*TEXT EXCERPT*:
>>>
Adding generic method throws type error: Object literal may only specify known properties, and __ does not exist in type __

Question

My goal is that foo accepts any object which extends an Obs<T>. However I get the following error.

Argument of type '{ reset: () => number; x: number; set: (x: number) => number; }' is not assignable to parameter of type 'Obs<unknown>'.
  Object literal may only specify known properties, and 'reset' does not exist in type 'Obs<unknown>'

Snippet A

{
  // add a generic method 
  type Obs<T> = { x: T; set: (x: T) => T }
  function createObs<T>(x: T): Obs<T> {
    return { x, set: (val: T) => val }
  }
  function foo<O extends Obs<T>, T>(a: O) {}
  const a = createObs(1)
  foo({ ...a, reset: () => 1 }) // ❌ now throws the error
}

Interestingly if I remove the set method the types work as expected like so.
<<<
*STORED DATA*:
>>>
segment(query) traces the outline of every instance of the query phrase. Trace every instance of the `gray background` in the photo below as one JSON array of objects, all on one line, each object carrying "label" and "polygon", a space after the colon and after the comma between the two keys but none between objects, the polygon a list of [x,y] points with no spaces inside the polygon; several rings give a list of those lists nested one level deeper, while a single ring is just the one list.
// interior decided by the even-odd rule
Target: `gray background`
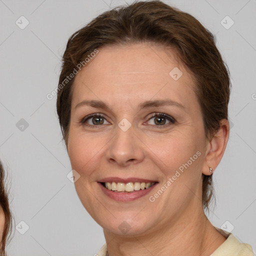
[{"label": "gray background", "polygon": [[[194,15],[216,34],[230,68],[234,126],[214,174],[216,206],[209,218],[218,228],[231,230],[234,226],[236,238],[255,248],[256,2],[164,2]],[[102,228],[66,178],[71,168],[61,140],[56,97],[50,100],[46,96],[58,85],[60,56],[69,36],[110,7],[124,4],[0,0],[0,156],[9,172],[15,220],[8,246],[10,256],[90,256],[104,242]],[[16,24],[26,24],[22,16],[30,22],[23,30]],[[220,23],[226,16],[234,22],[229,29],[229,18],[222,22],[226,28]],[[24,234],[26,224],[22,221],[29,226]]]}]

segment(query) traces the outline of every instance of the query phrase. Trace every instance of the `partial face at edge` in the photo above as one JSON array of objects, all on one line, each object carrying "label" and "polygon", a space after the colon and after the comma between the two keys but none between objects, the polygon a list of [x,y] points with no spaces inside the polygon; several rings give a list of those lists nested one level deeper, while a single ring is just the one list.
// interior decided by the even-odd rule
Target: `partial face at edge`
[{"label": "partial face at edge", "polygon": [[[76,189],[92,217],[115,234],[122,234],[124,221],[128,235],[160,229],[201,204],[195,194],[202,193],[206,143],[202,116],[192,78],[172,58],[174,52],[168,52],[142,44],[99,49],[73,85],[68,150],[72,168],[80,175]],[[170,75],[176,67],[182,72],[176,80]],[[76,108],[92,100],[109,108]],[[140,108],[156,100],[172,104]],[[94,114],[102,116],[86,121]],[[102,192],[99,182],[110,177],[157,183],[147,194],[120,202]]]}]

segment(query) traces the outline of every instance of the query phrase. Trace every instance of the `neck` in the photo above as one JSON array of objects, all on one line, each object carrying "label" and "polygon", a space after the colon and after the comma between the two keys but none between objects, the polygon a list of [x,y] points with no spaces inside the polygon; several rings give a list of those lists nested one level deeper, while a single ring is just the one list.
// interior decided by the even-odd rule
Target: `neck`
[{"label": "neck", "polygon": [[109,256],[208,256],[226,238],[208,221],[202,208],[186,212],[174,224],[143,235],[120,236],[104,230]]}]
<<<
*TASKS AND EXERCISES*:
**1.** Repeat the TypeScript question word for word, everything from "Adding generic method" down to "of type 'Obs<unknown>'.".
**2.** Does the TypeScript question agree with each statement below? Answer yes or no for each, and quote the words from the question that settle it.
(a) The error message says that 'reset' does not exist in type 'Obs<unknown>'.
(b) The object returned by createObs includes a reset method.
(c) When the set method is removed, the types work as expected.

*WORKED ANSWERS*:
**1.**
Adding generic method throws type error: Object literal may only specify known properties, and __ does not exist in type __

Question

My goal is that foo accepts any object which extends an Obs<T>. However I get the following error.

Argument of type '{ reset: () => number; x: number; set: (x: number) => number; }' is not assignable to parameter of type 'Obs<unknown>'.

**2.**
(a) Yes: "Object literal may only specify known properties, and 'reset' does not exist in type 'Obs<unknown>'"
(b) No: "return { x, set: (val: T) => val }"
(c) Yes: "Interestingly if I remove the set method the types work as expected like so."